-------- Passage to read

Jesse Bisiwu

Personal information
- Full name: Jesse Eugen Kwabena Bisiwu
- Date of birth: 22 January 2008 (age 18)
- Place of birth: Leuven, Belgium
- Height: 1.85 m (6 ft 1 in)
- Position: Winger

Team information
- Current team: Barcelona B
- Number: 24

Youth career
- 0000–2023: Club Brugge

Senior career*
- Years: Team / Apps / (Gls)
- 2023–2026: Club NXT / 36 / (2)
- 2026–: Barcelona B / 1 / (0)
- 2026–: Barcelona / 0 / (0)

International career^{‡}
- 2023: Belgium U15 / 7 / (1)
- 2024: Belgium U16 / 1 / (0)
- 2024–2025: Belgium U17 / 10 / (1)
- 2025: Belgium U18 / 6 / (0)
- 2026–: Belgium U19 / 1 / (0)
- 2026–: Belgium U22 / 1 / (0)

= Jesse Bisiwu =

Belgian footballer (born 2008)

Jesse Eugen Kwabena Bisiwu (born 22 January 2008) is a Belgian professional footballer who plays as a left winger for Segunda Federación club Barcelona Atlètic.

==Club career==

=== Club Brugge ===
A product of the youth academy at Club Brugge, at the age of fourteen years-old, Bisiwu was allowed to play in a friendly match for the first team that trained whilst the winter World Cup in Qatar took place.

----------------
-------- Recorded data

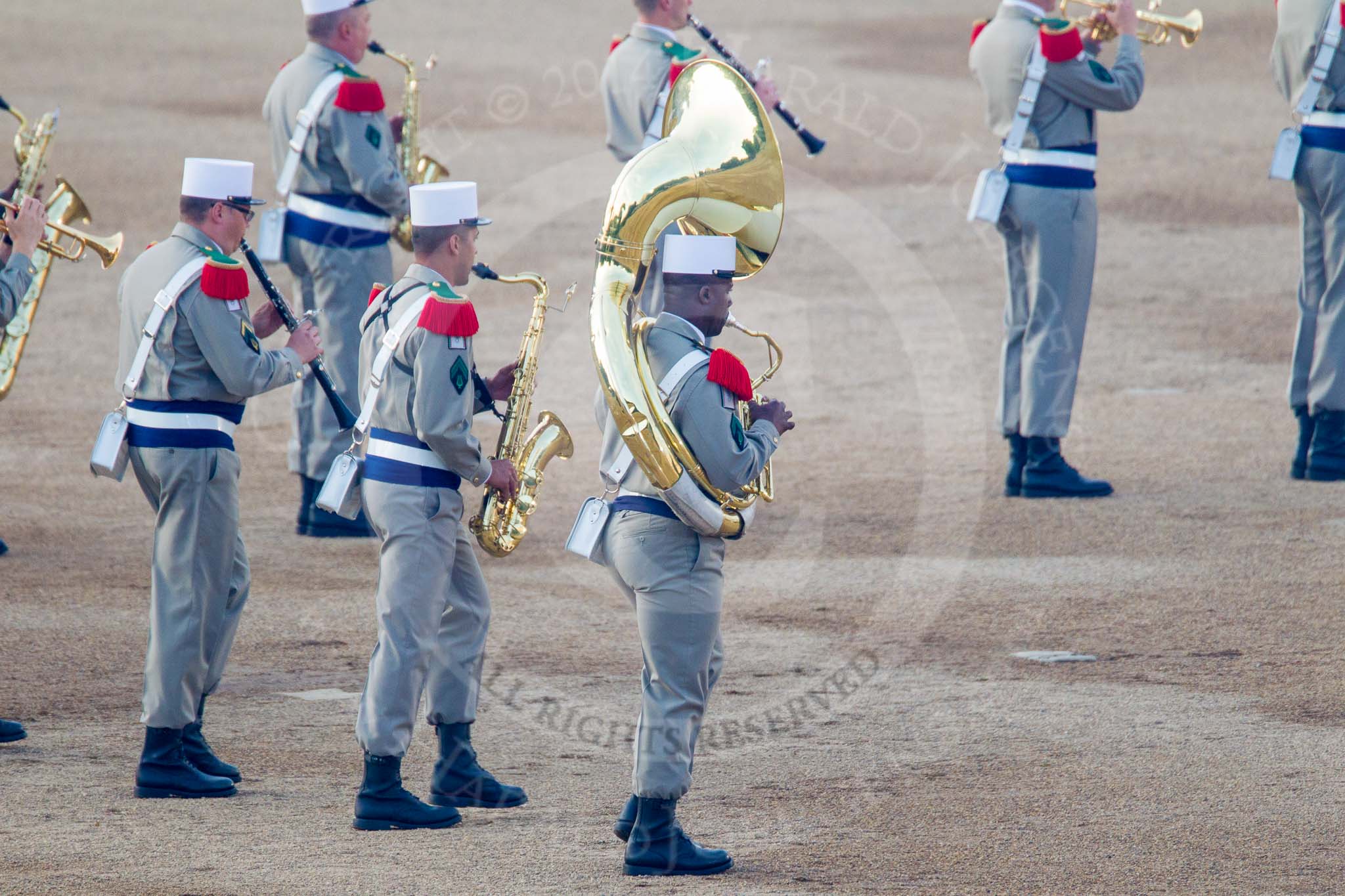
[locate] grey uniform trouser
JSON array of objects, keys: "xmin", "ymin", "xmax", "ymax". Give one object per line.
[
  {"xmin": 355, "ymin": 480, "xmax": 491, "ymax": 756},
  {"xmin": 285, "ymin": 236, "xmax": 393, "ymax": 480},
  {"xmin": 603, "ymin": 511, "xmax": 724, "ymax": 800},
  {"xmin": 997, "ymin": 184, "xmax": 1097, "ymax": 438},
  {"xmin": 131, "ymin": 447, "xmax": 252, "ymax": 728},
  {"xmin": 1289, "ymin": 146, "xmax": 1345, "ymax": 412}
]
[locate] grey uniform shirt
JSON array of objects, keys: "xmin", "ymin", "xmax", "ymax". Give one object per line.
[
  {"xmin": 116, "ymin": 223, "xmax": 304, "ymax": 404},
  {"xmin": 0, "ymin": 253, "xmax": 32, "ymax": 326},
  {"xmin": 359, "ymin": 265, "xmax": 491, "ymax": 485},
  {"xmin": 262, "ymin": 43, "xmax": 410, "ymax": 218},
  {"xmin": 970, "ymin": 1, "xmax": 1145, "ymax": 149},
  {"xmin": 594, "ymin": 312, "xmax": 780, "ymax": 498},
  {"xmin": 601, "ymin": 22, "xmax": 675, "ymax": 163},
  {"xmin": 1269, "ymin": 0, "xmax": 1345, "ymax": 112}
]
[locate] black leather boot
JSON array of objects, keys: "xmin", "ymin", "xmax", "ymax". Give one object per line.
[
  {"xmin": 1005, "ymin": 433, "xmax": 1028, "ymax": 498},
  {"xmin": 0, "ymin": 719, "xmax": 28, "ymax": 744},
  {"xmin": 181, "ymin": 694, "xmax": 244, "ymax": 784},
  {"xmin": 429, "ymin": 721, "xmax": 527, "ymax": 809},
  {"xmin": 295, "ymin": 475, "xmax": 378, "ymax": 539},
  {"xmin": 1022, "ymin": 435, "xmax": 1111, "ymax": 498},
  {"xmin": 136, "ymin": 728, "xmax": 238, "ymax": 800},
  {"xmin": 625, "ymin": 797, "xmax": 733, "ymax": 877},
  {"xmin": 1289, "ymin": 404, "xmax": 1317, "ymax": 480},
  {"xmin": 1308, "ymin": 408, "xmax": 1345, "ymax": 482},
  {"xmin": 612, "ymin": 794, "xmax": 640, "ymax": 843},
  {"xmin": 355, "ymin": 754, "xmax": 463, "ymax": 830}
]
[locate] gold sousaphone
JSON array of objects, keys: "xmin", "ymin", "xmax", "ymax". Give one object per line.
[
  {"xmin": 589, "ymin": 59, "xmax": 784, "ymax": 538},
  {"xmin": 1060, "ymin": 0, "xmax": 1205, "ymax": 47}
]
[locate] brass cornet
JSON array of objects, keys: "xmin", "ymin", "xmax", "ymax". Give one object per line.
[
  {"xmin": 0, "ymin": 190, "xmax": 125, "ymax": 270},
  {"xmin": 1060, "ymin": 0, "xmax": 1205, "ymax": 47}
]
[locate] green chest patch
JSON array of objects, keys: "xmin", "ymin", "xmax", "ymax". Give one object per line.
[
  {"xmin": 729, "ymin": 414, "xmax": 748, "ymax": 452},
  {"xmin": 448, "ymin": 354, "xmax": 472, "ymax": 395},
  {"xmin": 1088, "ymin": 59, "xmax": 1116, "ymax": 85},
  {"xmin": 238, "ymin": 321, "xmax": 261, "ymax": 354}
]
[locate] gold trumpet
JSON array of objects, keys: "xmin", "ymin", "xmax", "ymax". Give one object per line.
[
  {"xmin": 1060, "ymin": 0, "xmax": 1205, "ymax": 47},
  {"xmin": 0, "ymin": 194, "xmax": 127, "ymax": 270}
]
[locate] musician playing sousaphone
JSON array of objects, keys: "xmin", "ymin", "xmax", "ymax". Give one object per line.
[
  {"xmin": 258, "ymin": 0, "xmax": 408, "ymax": 538},
  {"xmin": 970, "ymin": 0, "xmax": 1145, "ymax": 498}
]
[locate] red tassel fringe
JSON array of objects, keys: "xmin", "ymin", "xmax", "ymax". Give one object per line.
[
  {"xmin": 336, "ymin": 78, "xmax": 387, "ymax": 112},
  {"xmin": 709, "ymin": 348, "xmax": 753, "ymax": 402},
  {"xmin": 417, "ymin": 298, "xmax": 481, "ymax": 339},
  {"xmin": 200, "ymin": 262, "xmax": 249, "ymax": 302}
]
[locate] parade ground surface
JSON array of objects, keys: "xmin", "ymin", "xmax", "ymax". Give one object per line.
[{"xmin": 0, "ymin": 0, "xmax": 1345, "ymax": 893}]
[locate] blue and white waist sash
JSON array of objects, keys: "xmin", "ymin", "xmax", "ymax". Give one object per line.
[
  {"xmin": 127, "ymin": 399, "xmax": 244, "ymax": 452},
  {"xmin": 364, "ymin": 426, "xmax": 463, "ymax": 489},
  {"xmin": 285, "ymin": 194, "xmax": 397, "ymax": 249},
  {"xmin": 1000, "ymin": 144, "xmax": 1097, "ymax": 190}
]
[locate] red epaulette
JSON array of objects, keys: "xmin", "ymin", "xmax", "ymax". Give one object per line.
[
  {"xmin": 971, "ymin": 19, "xmax": 990, "ymax": 47},
  {"xmin": 416, "ymin": 282, "xmax": 481, "ymax": 339},
  {"xmin": 1041, "ymin": 19, "xmax": 1084, "ymax": 62},
  {"xmin": 336, "ymin": 77, "xmax": 387, "ymax": 112},
  {"xmin": 706, "ymin": 348, "xmax": 755, "ymax": 402},
  {"xmin": 200, "ymin": 249, "xmax": 249, "ymax": 302}
]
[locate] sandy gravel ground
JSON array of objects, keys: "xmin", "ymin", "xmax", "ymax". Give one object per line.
[{"xmin": 0, "ymin": 0, "xmax": 1345, "ymax": 893}]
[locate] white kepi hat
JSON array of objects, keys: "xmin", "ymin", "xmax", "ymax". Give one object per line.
[
  {"xmin": 663, "ymin": 234, "xmax": 738, "ymax": 280},
  {"xmin": 304, "ymin": 0, "xmax": 370, "ymax": 16},
  {"xmin": 181, "ymin": 158, "xmax": 267, "ymax": 205},
  {"xmin": 412, "ymin": 180, "xmax": 491, "ymax": 227}
]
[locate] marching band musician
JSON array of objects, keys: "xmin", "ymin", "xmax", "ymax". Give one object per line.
[
  {"xmin": 970, "ymin": 0, "xmax": 1145, "ymax": 498},
  {"xmin": 355, "ymin": 182, "xmax": 527, "ymax": 830},
  {"xmin": 601, "ymin": 0, "xmax": 780, "ymax": 316},
  {"xmin": 597, "ymin": 234, "xmax": 793, "ymax": 874},
  {"xmin": 262, "ymin": 0, "xmax": 406, "ymax": 538},
  {"xmin": 1271, "ymin": 0, "xmax": 1345, "ymax": 481},
  {"xmin": 0, "ymin": 190, "xmax": 47, "ymax": 561},
  {"xmin": 117, "ymin": 158, "xmax": 321, "ymax": 798}
]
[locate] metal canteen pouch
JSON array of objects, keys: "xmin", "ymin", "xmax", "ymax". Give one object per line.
[
  {"xmin": 315, "ymin": 449, "xmax": 364, "ymax": 520},
  {"xmin": 89, "ymin": 408, "xmax": 131, "ymax": 482},
  {"xmin": 565, "ymin": 498, "xmax": 612, "ymax": 566}
]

----------------

• [Problems]:
[a] Answer these from the Jesse Bisiwu profile:
(i) What shirt number does he wear for his current team?
(ii) In which city was he born?
(iii) At what age was he allowed to play in a friendly match for the Club Brugge first team?
[b] Carry on writing the Jesse Bisiwu profile from its last sentence.

• [Answers given]:
[a]
(i) 24
(ii) Leuven, Belgium
(iii) Fourteen

[b]
Bisiwu played for Club NXT in the Challenger Pro League as a 15-year-old during the 2023–24 season. The following season, his performances including a notable goal against Beveren which involved him running almost the entire field, and a goal against RFC Liège in April 2025 as his side came back from 1–0 down to win 2–1 in injury time. Bisiwu extended his contract with Club Brugge during the 2024–25 season.

=== Barcelona ===
On 31 July 2026, Bisiwu joined La Liga club Barcelona, signing a contract until 30 June 2031. He was registered with the reserves, but was also issued squad number 27 with the first team as well.

==International career==
A Belgian youth international, Bisiwu was named for the Belgium national under-17 football team squad for 2025 UEFA European Under-17 Championship. Holding dual nationality, he has not ruled out representing Ghana in the future.

==Style of play==
Bisiwu is noted for his dribbling ability on the wing, and has been nicknamed a "contortionist". There has been a comparison with the style of play of Khalilou Fadiga.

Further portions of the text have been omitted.